_Input_
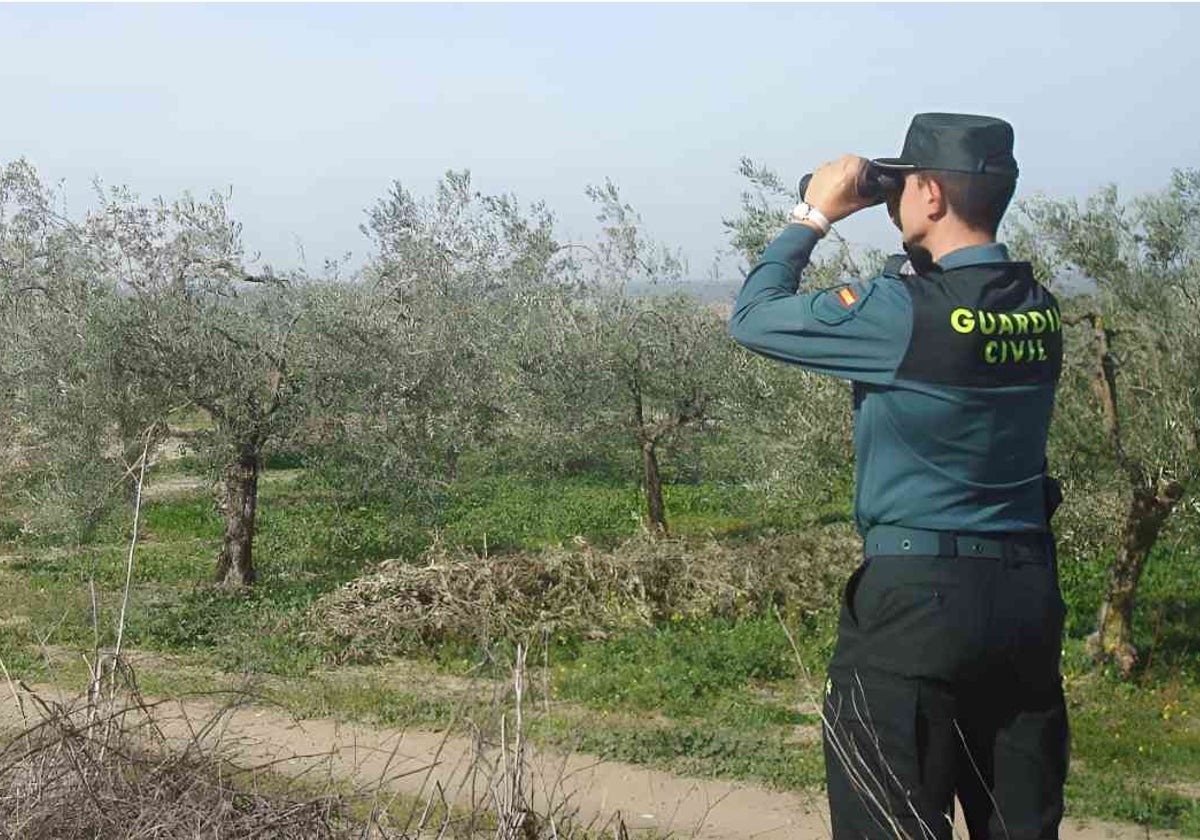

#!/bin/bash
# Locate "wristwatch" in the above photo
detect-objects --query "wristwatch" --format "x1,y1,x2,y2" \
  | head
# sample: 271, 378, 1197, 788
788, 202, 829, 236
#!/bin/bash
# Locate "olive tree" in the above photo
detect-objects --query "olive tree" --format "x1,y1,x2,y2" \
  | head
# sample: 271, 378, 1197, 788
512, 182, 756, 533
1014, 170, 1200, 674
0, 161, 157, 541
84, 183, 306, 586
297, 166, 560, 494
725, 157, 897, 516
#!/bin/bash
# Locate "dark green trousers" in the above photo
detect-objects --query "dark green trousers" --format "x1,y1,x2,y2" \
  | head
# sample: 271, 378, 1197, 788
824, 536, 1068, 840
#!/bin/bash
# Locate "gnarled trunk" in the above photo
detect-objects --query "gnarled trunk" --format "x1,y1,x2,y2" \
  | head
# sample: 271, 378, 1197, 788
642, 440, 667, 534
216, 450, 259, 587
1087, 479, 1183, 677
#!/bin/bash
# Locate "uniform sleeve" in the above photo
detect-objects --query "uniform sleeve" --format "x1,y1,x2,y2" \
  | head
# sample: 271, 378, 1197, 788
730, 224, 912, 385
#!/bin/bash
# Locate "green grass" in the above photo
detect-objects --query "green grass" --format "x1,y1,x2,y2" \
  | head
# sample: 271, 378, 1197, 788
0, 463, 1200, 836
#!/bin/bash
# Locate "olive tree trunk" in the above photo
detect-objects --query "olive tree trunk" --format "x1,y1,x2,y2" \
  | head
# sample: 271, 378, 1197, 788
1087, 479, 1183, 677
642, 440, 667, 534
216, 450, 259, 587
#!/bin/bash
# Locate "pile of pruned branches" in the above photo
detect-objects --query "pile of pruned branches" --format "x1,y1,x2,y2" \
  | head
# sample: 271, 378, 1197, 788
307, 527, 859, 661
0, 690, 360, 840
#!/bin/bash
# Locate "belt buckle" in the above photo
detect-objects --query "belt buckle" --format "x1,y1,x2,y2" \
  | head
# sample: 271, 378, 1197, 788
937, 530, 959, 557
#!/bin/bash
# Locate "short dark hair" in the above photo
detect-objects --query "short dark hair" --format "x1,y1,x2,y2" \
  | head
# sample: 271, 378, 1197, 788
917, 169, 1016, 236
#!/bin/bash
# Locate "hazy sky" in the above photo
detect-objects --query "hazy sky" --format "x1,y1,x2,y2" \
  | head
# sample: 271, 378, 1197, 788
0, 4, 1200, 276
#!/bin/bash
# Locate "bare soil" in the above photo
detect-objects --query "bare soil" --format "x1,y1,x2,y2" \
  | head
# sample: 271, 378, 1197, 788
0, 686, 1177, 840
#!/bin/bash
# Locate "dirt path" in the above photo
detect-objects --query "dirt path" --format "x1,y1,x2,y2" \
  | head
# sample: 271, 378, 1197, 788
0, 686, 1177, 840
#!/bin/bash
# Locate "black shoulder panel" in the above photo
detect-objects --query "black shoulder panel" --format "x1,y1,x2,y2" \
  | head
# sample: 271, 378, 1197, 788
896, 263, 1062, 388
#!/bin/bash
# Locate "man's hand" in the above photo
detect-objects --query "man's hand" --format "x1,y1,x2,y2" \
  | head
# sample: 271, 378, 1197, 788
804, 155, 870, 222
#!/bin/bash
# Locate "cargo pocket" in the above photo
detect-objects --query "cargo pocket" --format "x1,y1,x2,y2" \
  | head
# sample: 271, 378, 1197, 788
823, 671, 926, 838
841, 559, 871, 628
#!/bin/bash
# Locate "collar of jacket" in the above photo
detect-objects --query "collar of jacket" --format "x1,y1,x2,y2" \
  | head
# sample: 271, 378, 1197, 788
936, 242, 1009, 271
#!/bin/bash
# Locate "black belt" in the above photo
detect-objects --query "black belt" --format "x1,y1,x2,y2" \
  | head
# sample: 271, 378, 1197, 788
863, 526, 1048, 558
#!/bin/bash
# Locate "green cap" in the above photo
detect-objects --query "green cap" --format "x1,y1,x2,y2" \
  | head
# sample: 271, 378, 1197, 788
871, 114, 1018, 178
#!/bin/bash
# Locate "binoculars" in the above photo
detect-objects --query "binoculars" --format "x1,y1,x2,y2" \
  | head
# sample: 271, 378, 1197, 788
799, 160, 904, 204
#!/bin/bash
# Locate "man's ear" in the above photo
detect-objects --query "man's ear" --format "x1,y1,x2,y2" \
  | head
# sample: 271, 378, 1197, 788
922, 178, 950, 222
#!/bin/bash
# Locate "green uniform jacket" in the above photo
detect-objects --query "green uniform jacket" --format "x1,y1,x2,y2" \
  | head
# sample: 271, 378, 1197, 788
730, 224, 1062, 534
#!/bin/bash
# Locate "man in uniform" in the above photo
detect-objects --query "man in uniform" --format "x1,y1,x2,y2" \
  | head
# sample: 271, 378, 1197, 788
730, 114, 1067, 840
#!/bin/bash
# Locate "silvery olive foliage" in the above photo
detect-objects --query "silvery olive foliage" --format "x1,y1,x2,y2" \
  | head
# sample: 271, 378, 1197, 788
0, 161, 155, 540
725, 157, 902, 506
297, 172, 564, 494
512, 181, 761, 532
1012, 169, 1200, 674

_What the task requires_
Copy all of the records above word for word, leaving out the pictures.

_Exercise response_
#!/bin/bash
# Locate "wristwatch" in the above photo
detect-objects --query "wristwatch" --format "x1,y1,x2,y2" \
  | head
# sample: 271, 378, 1197, 788
788, 202, 829, 236
#!/bin/bash
# Locate "olive tree" in the above photo
detect-objects --query "olive tree" --format "x1,y1,x2,y2" \
  | head
# sample: 271, 378, 1197, 788
512, 182, 756, 533
1014, 170, 1200, 674
0, 161, 157, 541
84, 183, 306, 586
297, 166, 560, 494
725, 157, 897, 516
#!/bin/bash
# Locate "dark green trousers" in the above photo
detect-objects --query "dark green trousers" --format "x1,y1,x2,y2" \
  | head
# sample: 271, 378, 1197, 788
824, 536, 1068, 840
#!/bin/bash
# Locate "gnarled trunk" in the above photo
detect-objects --query "gnarled trunk" --format "x1,y1,x2,y2" \
  | head
# sample: 271, 378, 1197, 788
642, 440, 667, 534
216, 450, 259, 587
1087, 479, 1183, 677
#!/bin/bash
# Locate "uniform sleeve" in the above photo
detect-objects --query "uniform sleeve" --format "x1,y1,x2,y2" \
  | head
# sample: 271, 378, 1197, 788
730, 224, 912, 385
#!/bin/bash
# Locate "green grass" in the above photo
detect-objects --query "green grass" --format "x1,y1,x2,y2" \
  | head
# sample: 271, 378, 1197, 788
0, 463, 1200, 836
#!/bin/bash
# Locate "olive tree trunk" in the above photo
detect-objects --query "olive tree trunk" --format "x1,y1,x2,y2" \
  | head
# sample: 271, 378, 1197, 788
1087, 479, 1183, 677
642, 440, 667, 534
216, 450, 259, 587
#!/bin/bash
# Locate "pile of pruned branches" in the above photo
detect-objects --query "pile of pruned branches" --format "x1,y1,x2,y2" \
  | head
# sample: 271, 378, 1197, 788
307, 527, 859, 661
0, 690, 360, 840
#!/bin/bash
# Locate "belt buckle" in the above photo
detect-objects --query "belt buckle" --format "x1,y1,x2,y2" \
  | head
# sample: 271, 378, 1197, 788
937, 530, 959, 557
#!/bin/bash
# Locate "short dark hair" in the above photo
detect-objects --query "short dark hair" --format "x1,y1,x2,y2" \
  | head
# sample: 271, 378, 1197, 788
917, 169, 1016, 236
#!/bin/bash
# Locate "hazy sky" in the above photo
detect-objects --query "hazy sky" --format "x1,y1,x2,y2" \
  | head
# sample: 271, 378, 1197, 788
0, 4, 1200, 276
#!/bin/bash
# Locate "bare soil" in the above photo
detect-objects --query "bare soil" --format "x1,y1,x2,y2" \
  | head
# sample: 271, 378, 1197, 788
0, 686, 1177, 840
#!/bin/bash
# Locate "dirt path" in the above photo
detect-objects --query "dirt path" --format "x1,y1,x2,y2" \
  | head
# sample: 271, 378, 1197, 788
0, 686, 1177, 840
#!/bin/bash
# Locate "black shoulder panel" in the above photo
detect-objects --query "black shoulder panel" --format "x1,y1,x2,y2" \
  | head
# sample: 271, 378, 1197, 788
896, 263, 1062, 388
#!/bin/bash
# Locate "man's hand" in the above photo
detect-objects --query "man's hand" --format "x1,y1,x2,y2" \
  | head
# sample: 271, 378, 1197, 788
804, 155, 870, 222
#!/bin/bash
# Locate "cargo pocket" in the above photo
detect-objects --query "cargo pocket" --format "x1,y1,x2,y2" \
  | head
# sample: 271, 378, 1197, 788
823, 671, 926, 838
841, 559, 871, 628
#!/bin/bash
# Locate "collar of jacket" in the above photo
detect-objects --query "collar of jacket" --format "x1,y1,x2,y2" \
  | head
# sample: 271, 378, 1197, 788
936, 242, 1009, 271
#!/bin/bash
# Locate "black belt" in the above photo
detect-objects --query "black belt" --format "x1,y1,x2,y2" \
  | head
# sample: 271, 378, 1197, 788
863, 526, 1048, 558
#!/bin/bash
# Locate "green cap" in the above photo
detect-objects --query "green cap" --format "x1,y1,x2,y2" \
  | head
# sample: 271, 378, 1197, 788
871, 114, 1018, 178
#!/bin/bash
# Locate "binoculars" in the above photo
detect-objects --query "binoculars" --format "x1,y1,x2,y2" \
  | head
# sample: 271, 378, 1197, 788
799, 160, 904, 204
#!/bin/bash
# Locate "man's ear" in the above photo
detect-objects --query "man's ear" --format "x1,y1,x2,y2" \
  | head
# sample: 271, 378, 1197, 788
922, 178, 950, 222
#!/bin/bash
# Locate "green uniform jacket" in the above photo
detect-objects --query "green uniform jacket" --format "x1,y1,x2,y2" \
  | head
# sample: 271, 378, 1197, 788
730, 224, 1062, 534
#!/bin/bash
# Locate "man in uniform" in the above photo
detect-objects --query "man in uniform" --format "x1,y1,x2,y2" \
  | head
# sample: 271, 378, 1197, 788
730, 114, 1067, 840
#!/bin/bash
# Locate "silvery olive foliage" in the above photo
detect-objects --query "silvery olive foliage" --format "x1,y1,x2,y2" \
  | head
# sample: 271, 378, 1197, 788
0, 161, 155, 540
725, 157, 902, 506
297, 172, 564, 494
512, 181, 761, 532
1012, 169, 1200, 674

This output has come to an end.